- Task requirements -
Exclude the pictures, then repeat the remaining data exactly.

*** Begin section ***

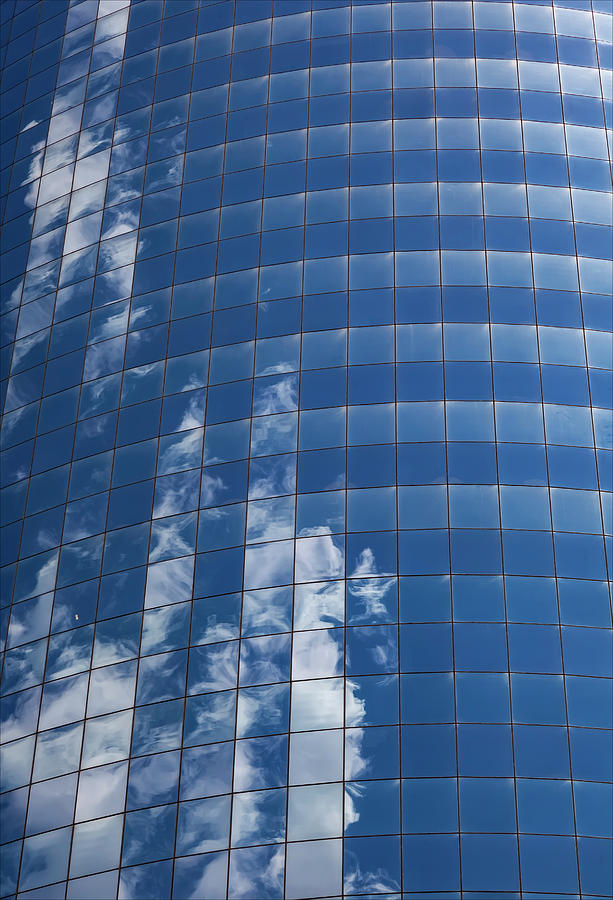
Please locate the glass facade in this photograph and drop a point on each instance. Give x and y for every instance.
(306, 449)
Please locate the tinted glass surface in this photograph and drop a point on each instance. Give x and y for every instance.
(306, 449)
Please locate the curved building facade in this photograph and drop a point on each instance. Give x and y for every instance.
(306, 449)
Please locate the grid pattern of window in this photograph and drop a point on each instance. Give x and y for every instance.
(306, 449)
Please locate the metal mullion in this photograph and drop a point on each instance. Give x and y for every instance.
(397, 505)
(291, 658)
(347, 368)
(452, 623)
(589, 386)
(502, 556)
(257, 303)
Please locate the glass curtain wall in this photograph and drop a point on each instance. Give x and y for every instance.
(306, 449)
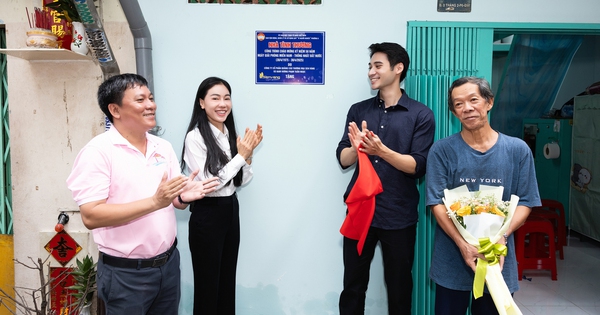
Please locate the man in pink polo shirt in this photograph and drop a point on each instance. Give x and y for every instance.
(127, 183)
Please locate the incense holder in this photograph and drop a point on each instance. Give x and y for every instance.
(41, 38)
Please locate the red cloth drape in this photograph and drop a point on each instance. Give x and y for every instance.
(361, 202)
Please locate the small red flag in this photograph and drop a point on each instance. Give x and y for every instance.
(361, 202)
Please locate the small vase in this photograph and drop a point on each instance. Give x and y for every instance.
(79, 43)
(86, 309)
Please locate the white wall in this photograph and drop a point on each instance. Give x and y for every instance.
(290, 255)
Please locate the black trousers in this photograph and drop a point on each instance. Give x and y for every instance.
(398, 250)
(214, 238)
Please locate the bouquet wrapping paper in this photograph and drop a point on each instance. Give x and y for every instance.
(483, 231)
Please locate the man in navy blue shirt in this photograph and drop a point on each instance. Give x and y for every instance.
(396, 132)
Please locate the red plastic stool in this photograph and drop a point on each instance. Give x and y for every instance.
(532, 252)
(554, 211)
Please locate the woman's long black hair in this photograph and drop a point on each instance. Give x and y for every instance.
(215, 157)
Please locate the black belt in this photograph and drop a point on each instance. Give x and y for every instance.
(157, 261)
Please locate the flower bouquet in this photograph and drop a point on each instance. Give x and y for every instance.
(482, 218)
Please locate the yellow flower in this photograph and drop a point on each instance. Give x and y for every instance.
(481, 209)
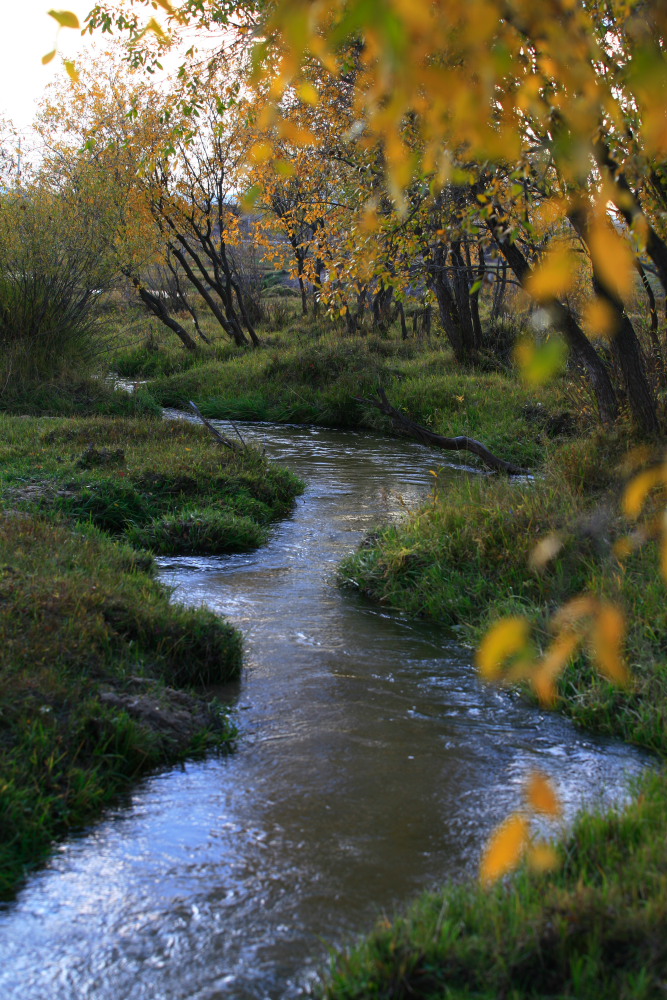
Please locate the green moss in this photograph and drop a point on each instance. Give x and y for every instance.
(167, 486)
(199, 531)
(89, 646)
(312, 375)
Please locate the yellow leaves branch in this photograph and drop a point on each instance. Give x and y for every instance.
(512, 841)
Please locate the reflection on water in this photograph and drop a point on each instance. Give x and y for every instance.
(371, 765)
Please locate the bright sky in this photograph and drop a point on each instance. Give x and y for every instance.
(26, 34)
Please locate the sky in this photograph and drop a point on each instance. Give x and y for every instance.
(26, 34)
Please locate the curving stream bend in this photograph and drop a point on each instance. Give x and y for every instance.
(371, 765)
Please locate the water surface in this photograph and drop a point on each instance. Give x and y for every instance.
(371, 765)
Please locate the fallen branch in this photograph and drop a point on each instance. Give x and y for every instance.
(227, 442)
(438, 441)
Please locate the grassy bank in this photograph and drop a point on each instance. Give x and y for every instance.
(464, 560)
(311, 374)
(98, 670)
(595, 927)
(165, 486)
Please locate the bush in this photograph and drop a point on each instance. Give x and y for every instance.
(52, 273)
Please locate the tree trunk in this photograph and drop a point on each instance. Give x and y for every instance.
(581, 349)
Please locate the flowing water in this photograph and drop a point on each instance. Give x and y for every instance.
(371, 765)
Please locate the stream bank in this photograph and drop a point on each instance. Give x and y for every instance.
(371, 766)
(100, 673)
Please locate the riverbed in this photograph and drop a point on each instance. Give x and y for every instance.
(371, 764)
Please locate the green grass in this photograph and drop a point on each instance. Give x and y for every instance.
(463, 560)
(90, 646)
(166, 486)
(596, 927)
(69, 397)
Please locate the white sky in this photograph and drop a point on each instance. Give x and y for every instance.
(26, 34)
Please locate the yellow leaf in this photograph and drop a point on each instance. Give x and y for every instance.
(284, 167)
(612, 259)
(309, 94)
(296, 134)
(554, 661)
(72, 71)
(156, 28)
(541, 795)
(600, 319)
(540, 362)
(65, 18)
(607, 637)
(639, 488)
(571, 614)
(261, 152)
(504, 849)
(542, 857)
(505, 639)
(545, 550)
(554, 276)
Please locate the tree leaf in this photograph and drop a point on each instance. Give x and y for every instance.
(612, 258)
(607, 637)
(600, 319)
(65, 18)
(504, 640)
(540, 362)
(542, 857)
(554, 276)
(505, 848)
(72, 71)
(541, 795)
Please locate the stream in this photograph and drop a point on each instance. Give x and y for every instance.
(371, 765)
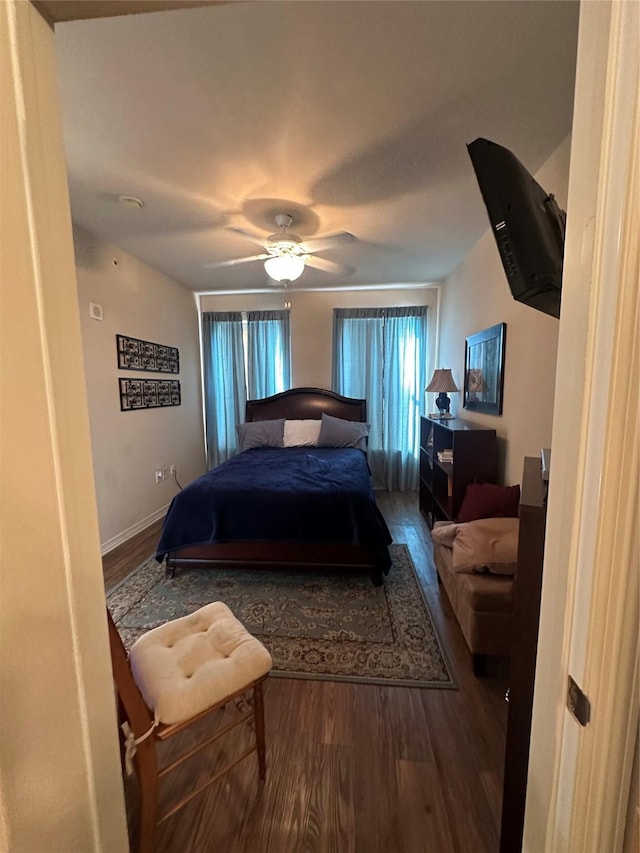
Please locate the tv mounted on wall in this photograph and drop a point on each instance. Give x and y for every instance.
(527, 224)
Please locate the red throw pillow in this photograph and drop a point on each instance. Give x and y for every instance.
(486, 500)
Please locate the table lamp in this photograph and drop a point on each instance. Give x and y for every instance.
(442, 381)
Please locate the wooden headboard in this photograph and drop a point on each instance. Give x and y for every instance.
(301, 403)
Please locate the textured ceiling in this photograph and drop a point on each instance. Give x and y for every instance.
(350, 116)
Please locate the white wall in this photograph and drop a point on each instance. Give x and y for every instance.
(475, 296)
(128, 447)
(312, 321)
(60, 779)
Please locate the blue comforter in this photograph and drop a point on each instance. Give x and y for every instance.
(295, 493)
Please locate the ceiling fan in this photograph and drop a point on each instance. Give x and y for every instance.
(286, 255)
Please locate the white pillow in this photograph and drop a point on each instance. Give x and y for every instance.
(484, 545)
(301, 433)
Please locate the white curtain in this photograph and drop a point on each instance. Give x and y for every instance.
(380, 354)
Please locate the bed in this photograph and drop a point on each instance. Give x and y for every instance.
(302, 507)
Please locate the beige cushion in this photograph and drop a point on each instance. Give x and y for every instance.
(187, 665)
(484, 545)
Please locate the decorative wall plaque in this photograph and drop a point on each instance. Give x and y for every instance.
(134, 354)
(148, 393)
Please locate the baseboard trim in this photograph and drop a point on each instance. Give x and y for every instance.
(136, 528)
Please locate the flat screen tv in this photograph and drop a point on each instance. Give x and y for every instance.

*** End section ***

- Response -
Please locate the glass facade in this photograph and drop a point on each instance. Give x and y for every instance.
(306, 449)
Please locate the tinted glass surface in this photograph and drop a point on each instance. Give x and y for every instance.
(306, 449)
Please locate the curved building facade in this photograph and drop a point on each instance. Give x and y for every instance.
(306, 449)
Please locate the grid pattern of window in this photograph and drop a point on each instance. Give x and y for every instance.
(306, 449)
Please locate the metal mullion in this photograph and drop a point on each instance. Give x and y for every instance.
(397, 505)
(291, 658)
(347, 368)
(452, 623)
(589, 386)
(502, 556)
(257, 303)
Please locate the glass curtain wall in this photograph and drop a point on each instance. Give x and y for every instance.
(306, 449)
Please locate the man in pink polo shirt in this photograph and drop a point on each instance. Give x and y for every instance.
(127, 183)
Please locate the incense holder in this photograph and drop a point on each instance. Give x and y for every instance.
(41, 38)
Please locate the red cloth drape in this photograph and drop a point on each instance. Give x and y for every instance.
(361, 202)
Please locate the small red flag in this photograph and drop a point on each instance. Give x and y for every instance.
(361, 202)
Please locate the small vase in this photograph and drop a point on each instance. Give x and y for every instance.
(79, 43)
(86, 309)
Please locate the white wall in this photograph and drop a point on each instance. Give x and y for every instance.
(290, 255)
Please locate the black trousers in this photograph and drop a point on each instance. Give x and y for every instance.
(398, 250)
(214, 238)
Please locate the bouquet wrapping paper in this photograph and drop a point on each instance. Give x and y for every instance.
(483, 231)
Please locate the man in navy blue shirt in this photograph and drop a point on each instance. Give x and y for every instance.
(396, 132)
Please locate the red plastic stool in this photograph and drop a point on each instance. Give x and y for every instance.
(532, 252)
(554, 211)
Please locate the woman's long black hair in this photograph and drop a point on each instance. Give x and y for every instance.
(215, 157)
Please locate the black belt in this photograph and drop a point on each instance. Give x and y for every instance.
(157, 261)
Please locate the flower bouquet in this photograph and drop a point on each instance. Give x and y for every instance.
(482, 218)
Please locate the yellow flower in this photograph and drop a point on each instance. Give x and y for every instance.
(481, 209)
Please locate the green moss in this photograph and drop a point on each instance. Give x and y for every instance.
(167, 486)
(199, 531)
(89, 646)
(312, 375)
Please locate the yellow leaves branch in this photograph and drop a point on each instance. Give x and y for every instance.
(512, 841)
Please locate the reflection on water in this photograph and drop a point on each instance. Give x and y for every instance.
(371, 765)
Please locate the bright sky in this photograph and drop a point on each instance. Give x and y for every instance.
(26, 34)
Please locate the sky in this photograph and drop a point on each instance. Give x and y for every instance.
(26, 34)
Please locate the curving stream bend in this photograph and drop a point on each instance. Give x and y for every instance.
(371, 765)
Please locate the water surface in this photograph and drop a point on each instance. Give x and y for every instance.
(371, 765)
Please locate the fallen branch in this photograph and drop a point on each instance. Give x and y for every instance.
(227, 442)
(438, 441)
Please locate the grassy bank in this photograph and drop a point on each instance. Give x and y for every instance.
(464, 560)
(311, 374)
(98, 670)
(595, 927)
(165, 486)
Please locate the bush in this photograph and drop a point on each instance. Give x and y for every instance.
(52, 273)
Please locate the tree trunk in this photograph and drop a point on each instance. Give x and y for every instance.
(581, 349)
Please locate the flowing water in this photograph and drop a point on each instance. Give x and y for every instance.
(371, 765)
Please locate the stream bank in this photograph and drop a point on each instance. Give x and y for every instance.
(371, 766)
(100, 673)
Please locate the riverbed in this photograph and drop a point on each instance. Give x and y for every instance.
(371, 764)
Please locate the green grass in this photograph and drop a point on each instance. Give x and y for every instance.
(463, 560)
(90, 646)
(166, 486)
(596, 927)
(69, 397)
Please locate the white sky in this photograph and drop a point on each instance. Give x and y for every instance.
(26, 34)
Please locate the yellow leaf in this photograph and drop a point on each instance. Give x and y for every instance.
(284, 167)
(612, 259)
(309, 94)
(296, 134)
(554, 661)
(72, 71)
(156, 28)
(541, 795)
(600, 319)
(540, 362)
(65, 18)
(607, 637)
(639, 488)
(571, 614)
(261, 152)
(504, 849)
(542, 857)
(505, 639)
(545, 550)
(554, 276)
Please locate the tree leaf in this photograph and drop a point on each instance. Give x and y for every instance.
(612, 258)
(607, 637)
(600, 319)
(65, 18)
(504, 640)
(540, 362)
(542, 857)
(554, 276)
(505, 848)
(72, 71)
(541, 795)
Please locate the stream in this photograph and drop a point on each instance. Give x and y for every instance.
(371, 765)
Please locate the tv mounted on wall in this photograph and drop a point on each instance. Give x and y for every instance.
(527, 224)
Please locate the red throw pillow in this photograph and drop a point on each instance. Give x and y for every instance.
(486, 500)
Please locate the table lamp in this photograph and drop a point on each instance. Give x and y for every instance.
(442, 381)
Please locate the wooden headboard in this photograph and drop a point on each instance. Give x and y for every instance.
(301, 403)
Please locate the textured ceiling in this photograph and drop a point on each instance. Give x and y for every instance.
(350, 116)
Please locate the white wall in this photograph and drop a point on each instance. Give x and y for every instance.
(475, 296)
(128, 447)
(312, 321)
(60, 779)
Please locate the blue comforter in this photograph and drop a point on each instance. Give x and y for every instance.
(295, 493)
Please locate the ceiling fan in this photograph and drop a point on each instance. Give x and y for every instance.
(286, 255)
Please locate the white pillow in this photograph and drop a point on each instance. Give x and y for every instance.
(484, 545)
(301, 433)
Please locate the white curtain in this photograph and drop a point on each instance. Give x and y for every instance.
(380, 354)
Please locate the bed in this photograph and drop a point on each instance. Give x and y for every instance.
(302, 507)
Please locate the beige cushion in this photograph and drop a point on each instance. Give x and y for every instance.
(187, 665)
(484, 545)
Please locate the decorative wall plaque in this photograph and drop a point on each instance. Give x and y for every instance.
(134, 354)
(148, 393)
Please locate the baseboard trim in this photograph and drop a point on each instance. Give x and y for every instance.
(136, 528)
Please locate the flat screen tv in this photograph and drop a point on each instance. Give x and y for every instance.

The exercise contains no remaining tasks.